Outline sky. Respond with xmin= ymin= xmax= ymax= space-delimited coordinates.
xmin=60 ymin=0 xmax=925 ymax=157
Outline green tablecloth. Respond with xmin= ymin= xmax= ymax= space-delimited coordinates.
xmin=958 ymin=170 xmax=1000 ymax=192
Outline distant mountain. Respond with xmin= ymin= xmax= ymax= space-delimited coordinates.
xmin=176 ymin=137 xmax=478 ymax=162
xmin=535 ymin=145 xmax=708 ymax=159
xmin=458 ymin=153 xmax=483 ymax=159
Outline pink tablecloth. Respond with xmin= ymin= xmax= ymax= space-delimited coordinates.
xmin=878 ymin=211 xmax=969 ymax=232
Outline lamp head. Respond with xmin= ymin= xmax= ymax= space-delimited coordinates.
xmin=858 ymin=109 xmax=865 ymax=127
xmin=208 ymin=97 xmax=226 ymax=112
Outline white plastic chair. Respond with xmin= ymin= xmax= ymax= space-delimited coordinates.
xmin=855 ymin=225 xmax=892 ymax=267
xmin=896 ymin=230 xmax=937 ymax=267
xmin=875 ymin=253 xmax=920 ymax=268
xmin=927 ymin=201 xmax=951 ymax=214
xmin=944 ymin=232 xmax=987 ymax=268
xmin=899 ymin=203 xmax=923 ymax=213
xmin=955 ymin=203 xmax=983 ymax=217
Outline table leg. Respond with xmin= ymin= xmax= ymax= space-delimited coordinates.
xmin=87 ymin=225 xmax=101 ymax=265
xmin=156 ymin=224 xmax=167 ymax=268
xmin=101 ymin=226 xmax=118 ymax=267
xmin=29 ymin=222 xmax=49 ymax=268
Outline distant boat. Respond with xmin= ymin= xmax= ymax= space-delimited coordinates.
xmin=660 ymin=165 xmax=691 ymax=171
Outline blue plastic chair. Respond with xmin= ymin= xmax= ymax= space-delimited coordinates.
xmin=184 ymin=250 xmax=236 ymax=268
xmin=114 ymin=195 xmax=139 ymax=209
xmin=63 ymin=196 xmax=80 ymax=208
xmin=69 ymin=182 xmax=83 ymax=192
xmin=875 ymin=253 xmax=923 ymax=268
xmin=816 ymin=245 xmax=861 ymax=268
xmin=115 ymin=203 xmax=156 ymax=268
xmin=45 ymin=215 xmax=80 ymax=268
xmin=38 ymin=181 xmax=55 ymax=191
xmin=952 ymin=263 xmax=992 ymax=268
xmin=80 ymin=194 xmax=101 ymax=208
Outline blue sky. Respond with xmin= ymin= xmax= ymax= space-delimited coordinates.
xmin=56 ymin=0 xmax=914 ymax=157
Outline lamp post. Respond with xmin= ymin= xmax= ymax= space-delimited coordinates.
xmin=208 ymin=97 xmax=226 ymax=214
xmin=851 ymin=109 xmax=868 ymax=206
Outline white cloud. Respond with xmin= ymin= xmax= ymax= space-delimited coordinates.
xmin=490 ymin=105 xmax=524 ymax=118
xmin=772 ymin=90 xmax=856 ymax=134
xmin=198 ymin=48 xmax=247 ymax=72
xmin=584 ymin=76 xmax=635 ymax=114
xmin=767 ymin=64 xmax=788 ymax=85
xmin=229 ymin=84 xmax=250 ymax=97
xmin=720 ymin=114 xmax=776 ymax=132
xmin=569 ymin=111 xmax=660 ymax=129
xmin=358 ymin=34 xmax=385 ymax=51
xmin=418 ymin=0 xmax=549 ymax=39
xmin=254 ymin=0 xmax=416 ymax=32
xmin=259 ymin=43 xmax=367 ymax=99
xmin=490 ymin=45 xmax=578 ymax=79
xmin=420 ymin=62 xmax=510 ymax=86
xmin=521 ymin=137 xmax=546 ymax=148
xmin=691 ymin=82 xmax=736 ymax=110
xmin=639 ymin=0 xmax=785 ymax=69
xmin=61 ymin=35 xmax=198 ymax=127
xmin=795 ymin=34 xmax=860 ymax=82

Exercise aim: Write out all the records above again, switching "tablecloth" to "table cover" wherever it appears and leaving everything else unchanged.

Solution for this problem:
Outline sky. Respond with xmin= ymin= xmax= ymax= space-delimited coordinates.
xmin=60 ymin=0 xmax=925 ymax=157
Outline green table cover. Respond with xmin= ymin= xmax= ymax= space-delimited coordinates.
xmin=958 ymin=170 xmax=1000 ymax=192
Outline distant mountain. Respond with xmin= ymin= xmax= ymax= space-delimited coordinates.
xmin=176 ymin=137 xmax=478 ymax=162
xmin=535 ymin=145 xmax=708 ymax=159
xmin=458 ymin=153 xmax=483 ymax=159
Outline pink table cover. Respond with xmin= ymin= xmax= ymax= space-delimited coordinates.
xmin=878 ymin=211 xmax=969 ymax=232
Outline lamp head. Respond with xmin= ymin= xmax= ymax= space-delimited coordinates.
xmin=858 ymin=109 xmax=865 ymax=127
xmin=208 ymin=97 xmax=226 ymax=112
Outline white plastic chair. Respond with xmin= ymin= xmax= ymax= space-delimited coordinates.
xmin=855 ymin=225 xmax=892 ymax=267
xmin=896 ymin=230 xmax=937 ymax=267
xmin=875 ymin=253 xmax=920 ymax=268
xmin=927 ymin=201 xmax=951 ymax=214
xmin=944 ymin=232 xmax=987 ymax=268
xmin=899 ymin=203 xmax=923 ymax=213
xmin=955 ymin=203 xmax=983 ymax=217
Outline table leg. Respond with xmin= ymin= xmax= ymax= space-delimited coordinates.
xmin=87 ymin=225 xmax=101 ymax=265
xmin=156 ymin=224 xmax=167 ymax=268
xmin=101 ymin=226 xmax=118 ymax=267
xmin=29 ymin=222 xmax=49 ymax=268
Outline distant boat. Respond with xmin= ymin= xmax= ymax= space-delimited coordinates.
xmin=660 ymin=165 xmax=691 ymax=171
Outline blue plastic chair. Respond with xmin= ymin= xmax= ymax= space-delimited coordinates.
xmin=184 ymin=250 xmax=236 ymax=268
xmin=114 ymin=195 xmax=139 ymax=209
xmin=63 ymin=196 xmax=80 ymax=208
xmin=69 ymin=182 xmax=83 ymax=192
xmin=875 ymin=253 xmax=923 ymax=268
xmin=816 ymin=245 xmax=861 ymax=268
xmin=115 ymin=203 xmax=156 ymax=268
xmin=45 ymin=215 xmax=80 ymax=268
xmin=38 ymin=181 xmax=55 ymax=191
xmin=952 ymin=263 xmax=992 ymax=268
xmin=80 ymin=194 xmax=101 ymax=208
Outline blue sky. Respond with xmin= ymin= xmax= ymax= space-delimited coordinates.
xmin=56 ymin=0 xmax=914 ymax=157
Outline lamp post. Respond with xmin= ymin= xmax= ymax= space-delimited coordinates.
xmin=208 ymin=97 xmax=226 ymax=214
xmin=851 ymin=109 xmax=868 ymax=206
Outline white cloud. Respond with xmin= ymin= xmax= ymax= space-delimited coordinates.
xmin=490 ymin=105 xmax=524 ymax=118
xmin=772 ymin=90 xmax=856 ymax=134
xmin=198 ymin=48 xmax=247 ymax=72
xmin=584 ymin=76 xmax=635 ymax=114
xmin=767 ymin=64 xmax=788 ymax=85
xmin=229 ymin=84 xmax=250 ymax=97
xmin=720 ymin=114 xmax=776 ymax=132
xmin=569 ymin=111 xmax=660 ymax=129
xmin=358 ymin=34 xmax=385 ymax=51
xmin=418 ymin=0 xmax=549 ymax=39
xmin=254 ymin=0 xmax=416 ymax=32
xmin=259 ymin=43 xmax=367 ymax=99
xmin=490 ymin=45 xmax=578 ymax=79
xmin=420 ymin=62 xmax=510 ymax=86
xmin=521 ymin=137 xmax=546 ymax=148
xmin=691 ymin=82 xmax=736 ymax=110
xmin=639 ymin=0 xmax=785 ymax=69
xmin=61 ymin=35 xmax=198 ymax=127
xmin=795 ymin=34 xmax=860 ymax=82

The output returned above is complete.